> [What is asked]:
Starting at the line with "curb -> box" and running through the end of the records, rewrite those lines with "Example output" replaced by "Sample answer" and everything else unchanged. Leave the pictures out.

# Start of Records for the task

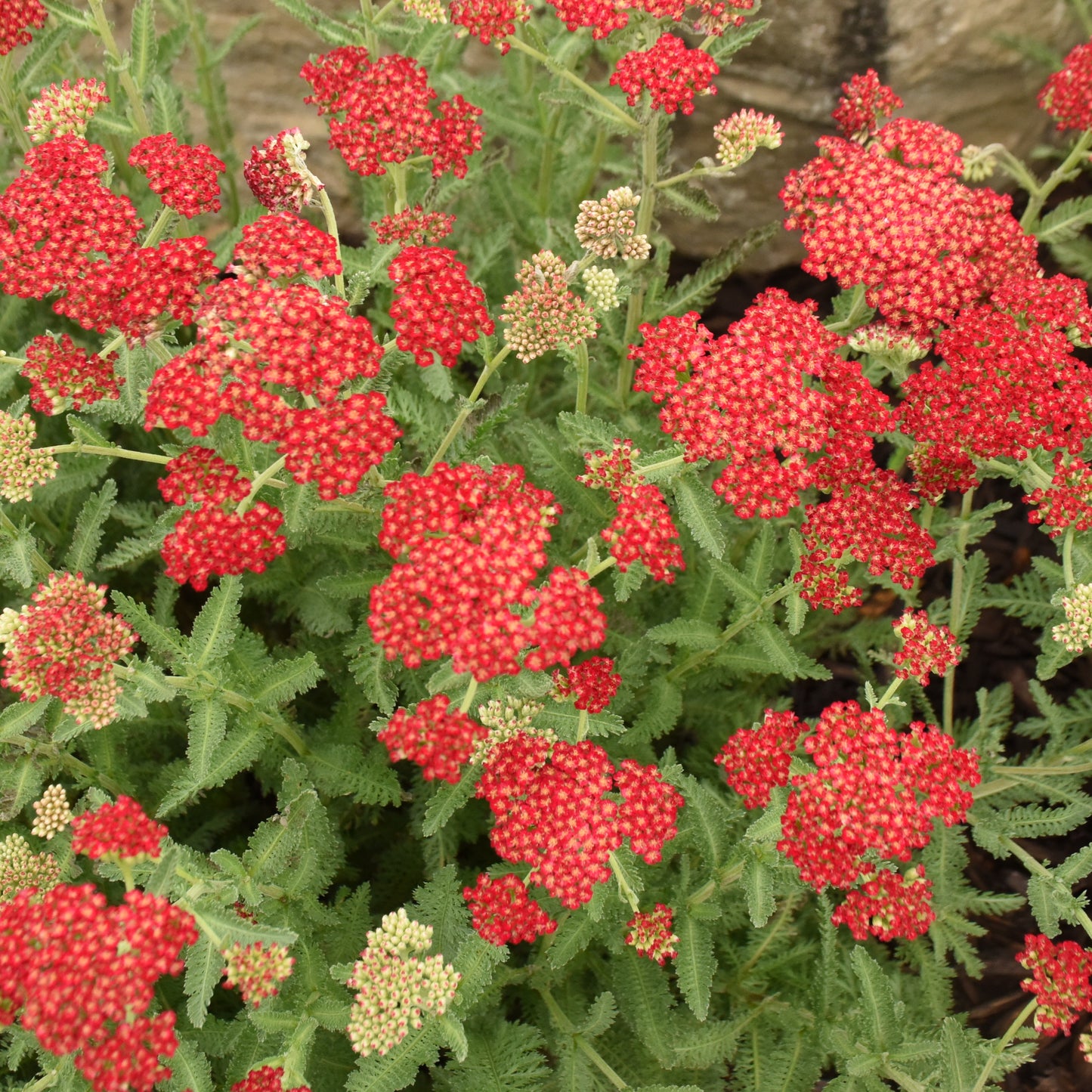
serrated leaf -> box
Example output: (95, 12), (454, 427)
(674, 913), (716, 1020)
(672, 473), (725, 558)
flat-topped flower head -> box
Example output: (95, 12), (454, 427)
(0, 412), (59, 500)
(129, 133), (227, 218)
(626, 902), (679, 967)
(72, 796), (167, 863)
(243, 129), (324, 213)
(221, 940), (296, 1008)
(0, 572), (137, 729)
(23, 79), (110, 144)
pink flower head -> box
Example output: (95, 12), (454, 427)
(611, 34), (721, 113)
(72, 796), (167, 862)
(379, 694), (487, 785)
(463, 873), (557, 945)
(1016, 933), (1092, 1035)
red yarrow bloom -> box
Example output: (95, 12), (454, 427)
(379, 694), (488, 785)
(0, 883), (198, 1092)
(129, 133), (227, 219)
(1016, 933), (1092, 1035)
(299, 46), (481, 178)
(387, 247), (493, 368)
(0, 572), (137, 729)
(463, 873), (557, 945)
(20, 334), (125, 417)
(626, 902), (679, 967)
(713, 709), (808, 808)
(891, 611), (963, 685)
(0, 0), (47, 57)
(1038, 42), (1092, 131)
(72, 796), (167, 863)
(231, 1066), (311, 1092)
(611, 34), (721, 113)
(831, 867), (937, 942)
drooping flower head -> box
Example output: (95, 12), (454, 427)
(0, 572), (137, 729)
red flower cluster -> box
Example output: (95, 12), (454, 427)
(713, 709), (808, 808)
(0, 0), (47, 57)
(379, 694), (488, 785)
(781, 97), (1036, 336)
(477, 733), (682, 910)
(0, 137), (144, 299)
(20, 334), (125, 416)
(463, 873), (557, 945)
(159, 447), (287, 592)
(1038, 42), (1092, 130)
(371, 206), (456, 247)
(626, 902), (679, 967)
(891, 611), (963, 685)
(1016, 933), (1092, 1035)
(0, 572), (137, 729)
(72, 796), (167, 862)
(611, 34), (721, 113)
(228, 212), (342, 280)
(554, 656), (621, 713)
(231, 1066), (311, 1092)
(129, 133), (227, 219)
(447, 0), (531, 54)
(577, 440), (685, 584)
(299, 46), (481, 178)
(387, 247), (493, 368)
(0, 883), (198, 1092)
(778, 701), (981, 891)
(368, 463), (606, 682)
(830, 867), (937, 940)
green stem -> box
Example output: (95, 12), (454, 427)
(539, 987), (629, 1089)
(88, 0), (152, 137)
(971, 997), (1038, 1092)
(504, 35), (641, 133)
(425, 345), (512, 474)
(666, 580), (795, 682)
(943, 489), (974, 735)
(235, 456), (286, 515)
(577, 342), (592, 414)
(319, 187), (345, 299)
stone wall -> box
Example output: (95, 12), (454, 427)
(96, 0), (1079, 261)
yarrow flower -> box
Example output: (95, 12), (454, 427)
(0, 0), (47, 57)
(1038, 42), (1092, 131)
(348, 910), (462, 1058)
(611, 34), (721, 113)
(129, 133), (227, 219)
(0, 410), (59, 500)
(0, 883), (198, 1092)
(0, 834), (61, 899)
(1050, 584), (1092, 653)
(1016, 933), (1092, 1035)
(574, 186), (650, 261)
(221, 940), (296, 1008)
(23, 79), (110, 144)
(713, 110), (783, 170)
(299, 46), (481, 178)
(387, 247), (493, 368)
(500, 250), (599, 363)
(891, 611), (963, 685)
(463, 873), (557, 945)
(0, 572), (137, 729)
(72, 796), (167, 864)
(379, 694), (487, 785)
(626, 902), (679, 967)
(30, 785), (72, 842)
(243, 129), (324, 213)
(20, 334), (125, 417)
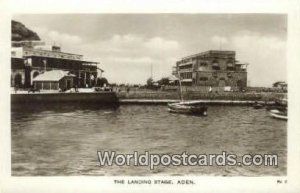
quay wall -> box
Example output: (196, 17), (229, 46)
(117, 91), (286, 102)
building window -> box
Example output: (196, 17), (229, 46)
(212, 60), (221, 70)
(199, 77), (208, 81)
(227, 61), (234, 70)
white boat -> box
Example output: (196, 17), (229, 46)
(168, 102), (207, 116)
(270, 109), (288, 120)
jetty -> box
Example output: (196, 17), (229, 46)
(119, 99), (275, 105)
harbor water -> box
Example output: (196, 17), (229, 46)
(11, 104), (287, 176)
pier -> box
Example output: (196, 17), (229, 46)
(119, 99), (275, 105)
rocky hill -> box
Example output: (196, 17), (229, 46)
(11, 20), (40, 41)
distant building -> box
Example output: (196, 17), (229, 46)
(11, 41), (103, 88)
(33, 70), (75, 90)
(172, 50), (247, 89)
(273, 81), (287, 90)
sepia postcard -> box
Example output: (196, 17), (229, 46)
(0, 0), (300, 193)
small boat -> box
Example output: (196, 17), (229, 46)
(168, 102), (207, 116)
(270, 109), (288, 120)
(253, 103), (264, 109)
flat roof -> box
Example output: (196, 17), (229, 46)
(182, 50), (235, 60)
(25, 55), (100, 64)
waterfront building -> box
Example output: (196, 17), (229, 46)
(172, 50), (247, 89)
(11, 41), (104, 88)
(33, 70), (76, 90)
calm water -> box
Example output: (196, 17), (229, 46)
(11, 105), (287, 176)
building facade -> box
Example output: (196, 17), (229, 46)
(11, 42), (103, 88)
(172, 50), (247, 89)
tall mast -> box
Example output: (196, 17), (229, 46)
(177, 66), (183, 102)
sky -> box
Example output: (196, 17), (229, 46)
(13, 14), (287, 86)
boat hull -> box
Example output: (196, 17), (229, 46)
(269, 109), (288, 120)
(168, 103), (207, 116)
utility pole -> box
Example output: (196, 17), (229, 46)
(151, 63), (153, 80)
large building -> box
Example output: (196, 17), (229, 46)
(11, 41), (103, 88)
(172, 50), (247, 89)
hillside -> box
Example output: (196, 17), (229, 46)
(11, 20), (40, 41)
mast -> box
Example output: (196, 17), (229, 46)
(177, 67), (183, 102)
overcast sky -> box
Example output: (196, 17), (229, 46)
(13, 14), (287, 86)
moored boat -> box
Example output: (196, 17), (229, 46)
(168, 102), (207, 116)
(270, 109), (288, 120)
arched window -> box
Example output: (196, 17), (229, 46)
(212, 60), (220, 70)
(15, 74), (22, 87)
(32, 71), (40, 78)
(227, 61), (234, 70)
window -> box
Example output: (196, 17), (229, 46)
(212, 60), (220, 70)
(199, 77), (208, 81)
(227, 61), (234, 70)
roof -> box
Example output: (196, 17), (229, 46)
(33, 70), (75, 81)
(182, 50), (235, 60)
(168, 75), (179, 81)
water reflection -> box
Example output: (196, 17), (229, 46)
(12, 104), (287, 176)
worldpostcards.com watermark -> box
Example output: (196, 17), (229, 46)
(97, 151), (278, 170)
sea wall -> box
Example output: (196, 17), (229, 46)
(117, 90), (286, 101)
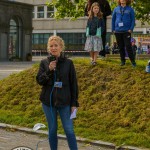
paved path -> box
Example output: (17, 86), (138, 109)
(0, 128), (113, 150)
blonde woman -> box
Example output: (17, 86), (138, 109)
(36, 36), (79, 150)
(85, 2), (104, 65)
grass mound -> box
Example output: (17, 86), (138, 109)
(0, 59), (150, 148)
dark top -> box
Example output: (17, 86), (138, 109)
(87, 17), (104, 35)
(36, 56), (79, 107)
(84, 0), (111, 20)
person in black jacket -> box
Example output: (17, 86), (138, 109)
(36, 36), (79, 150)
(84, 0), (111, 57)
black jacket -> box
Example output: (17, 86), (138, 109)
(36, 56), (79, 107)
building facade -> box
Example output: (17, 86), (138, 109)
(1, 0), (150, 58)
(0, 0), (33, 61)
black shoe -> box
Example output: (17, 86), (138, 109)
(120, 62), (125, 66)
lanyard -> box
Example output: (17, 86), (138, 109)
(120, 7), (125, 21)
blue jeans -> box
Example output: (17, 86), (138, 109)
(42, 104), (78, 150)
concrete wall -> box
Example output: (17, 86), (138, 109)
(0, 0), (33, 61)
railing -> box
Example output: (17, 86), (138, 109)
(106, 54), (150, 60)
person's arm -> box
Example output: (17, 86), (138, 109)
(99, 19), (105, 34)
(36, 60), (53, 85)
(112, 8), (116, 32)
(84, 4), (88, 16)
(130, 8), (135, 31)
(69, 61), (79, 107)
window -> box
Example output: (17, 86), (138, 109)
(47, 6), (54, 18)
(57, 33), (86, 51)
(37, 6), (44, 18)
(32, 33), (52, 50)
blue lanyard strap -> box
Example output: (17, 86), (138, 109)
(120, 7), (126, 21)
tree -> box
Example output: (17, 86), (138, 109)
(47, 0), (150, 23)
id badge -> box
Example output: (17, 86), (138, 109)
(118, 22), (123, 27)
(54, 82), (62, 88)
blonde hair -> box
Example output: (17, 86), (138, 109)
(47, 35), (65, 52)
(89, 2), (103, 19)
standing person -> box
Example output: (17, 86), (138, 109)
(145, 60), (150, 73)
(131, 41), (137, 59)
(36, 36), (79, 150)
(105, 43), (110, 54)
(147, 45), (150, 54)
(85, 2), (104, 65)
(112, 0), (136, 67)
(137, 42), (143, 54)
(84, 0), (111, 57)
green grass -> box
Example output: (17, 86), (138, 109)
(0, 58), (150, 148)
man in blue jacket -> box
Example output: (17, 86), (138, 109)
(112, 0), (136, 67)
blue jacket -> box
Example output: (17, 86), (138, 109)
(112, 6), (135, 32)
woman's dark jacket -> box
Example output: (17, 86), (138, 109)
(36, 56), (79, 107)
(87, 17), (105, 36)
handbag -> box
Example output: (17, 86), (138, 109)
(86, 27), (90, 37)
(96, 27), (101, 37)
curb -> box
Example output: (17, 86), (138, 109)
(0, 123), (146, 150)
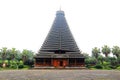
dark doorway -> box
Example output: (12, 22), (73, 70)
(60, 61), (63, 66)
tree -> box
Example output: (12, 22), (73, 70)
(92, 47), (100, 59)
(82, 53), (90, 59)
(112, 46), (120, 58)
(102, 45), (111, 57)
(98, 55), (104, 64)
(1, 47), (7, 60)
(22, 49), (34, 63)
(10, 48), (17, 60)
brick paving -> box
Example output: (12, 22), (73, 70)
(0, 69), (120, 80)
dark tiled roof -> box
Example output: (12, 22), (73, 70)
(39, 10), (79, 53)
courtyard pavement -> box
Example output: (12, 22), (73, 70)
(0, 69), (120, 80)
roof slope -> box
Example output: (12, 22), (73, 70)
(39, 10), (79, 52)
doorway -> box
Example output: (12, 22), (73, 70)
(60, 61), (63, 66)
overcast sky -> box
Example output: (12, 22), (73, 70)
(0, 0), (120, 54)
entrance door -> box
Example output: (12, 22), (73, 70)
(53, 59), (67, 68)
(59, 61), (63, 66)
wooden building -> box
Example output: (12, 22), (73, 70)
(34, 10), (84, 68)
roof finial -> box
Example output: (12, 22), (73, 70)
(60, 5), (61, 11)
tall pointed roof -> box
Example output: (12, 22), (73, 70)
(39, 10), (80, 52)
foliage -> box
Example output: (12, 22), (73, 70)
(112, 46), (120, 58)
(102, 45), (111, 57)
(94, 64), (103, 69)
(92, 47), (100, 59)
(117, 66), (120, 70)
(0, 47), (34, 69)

# End of Records for the task

> [Result of the task]:
curb -> box
Sample answer: (17, 86), (138, 109)
(0, 123), (146, 150)
dark doorway -> box
Sample answer: (12, 22), (73, 70)
(60, 61), (63, 66)
tree -> box
Sample answer: (12, 22), (73, 70)
(92, 47), (100, 59)
(82, 53), (90, 59)
(112, 46), (120, 58)
(102, 45), (111, 57)
(98, 55), (104, 64)
(1, 47), (7, 60)
(22, 49), (34, 63)
(10, 48), (17, 60)
brick paving -> box
Sample answer: (12, 22), (73, 70)
(0, 69), (120, 80)
dark tiled roof -> box
Sample answer: (12, 22), (73, 70)
(39, 10), (79, 53)
courtyard pavement -> box
Sample answer: (12, 22), (73, 70)
(0, 69), (120, 80)
roof slope -> box
Sample answer: (12, 22), (73, 70)
(39, 10), (79, 52)
doorway -> box
Sample answer: (12, 22), (73, 70)
(60, 61), (63, 66)
overcast sky -> box
Sample answer: (12, 22), (73, 70)
(0, 0), (120, 54)
entrance door -> box
Sample answer: (12, 22), (73, 70)
(53, 59), (67, 68)
(59, 61), (63, 66)
wooden building -> box
Sample answer: (12, 22), (73, 70)
(34, 10), (84, 68)
roof finial -> box
Sample answer: (12, 22), (73, 70)
(60, 5), (61, 11)
tall pointed roof -> box
Sample answer: (12, 22), (73, 70)
(39, 10), (80, 52)
foliage -> box
Sample answer: (12, 22), (73, 70)
(112, 46), (120, 58)
(102, 45), (111, 57)
(94, 64), (103, 69)
(92, 47), (100, 59)
(117, 66), (120, 70)
(0, 47), (34, 69)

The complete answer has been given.